Top of Material provided
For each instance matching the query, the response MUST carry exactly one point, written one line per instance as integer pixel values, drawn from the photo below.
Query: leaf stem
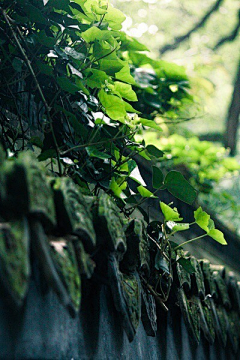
(188, 241)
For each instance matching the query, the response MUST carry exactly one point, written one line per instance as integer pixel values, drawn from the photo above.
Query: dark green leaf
(154, 151)
(179, 187)
(186, 264)
(157, 177)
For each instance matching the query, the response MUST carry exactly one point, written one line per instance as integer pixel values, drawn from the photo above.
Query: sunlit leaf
(145, 192)
(169, 213)
(202, 218)
(218, 236)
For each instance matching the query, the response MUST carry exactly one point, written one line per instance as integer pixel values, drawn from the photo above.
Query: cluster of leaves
Bottom of Material provided
Instructions to follow: Pictures are to be left out; the rest of the listing should be printed exactly.

Task solution:
For each instance matching the query, the response MUST carry exactly one point, written one line per instance as integer pixel values, drawn from the photo below.
Query: leaf stem
(188, 241)
For each instance matching the query, the response MUST carry exactly one point, written one line per instance as integer pixel values, drawn from the photo above.
Query: dark green leaf
(154, 151)
(179, 187)
(186, 264)
(157, 177)
For each instance matching the query, the response MUST carry exactly one point, written one line per instance as integer pixel values, drawn from the photo above.
Query: sunlit leaf
(145, 192)
(169, 213)
(202, 218)
(218, 236)
For each instance matching the query, the response MUST carry exactly one point, written one line per instance as integer pixel values, drawn from the photo above.
Query: cluster of leaves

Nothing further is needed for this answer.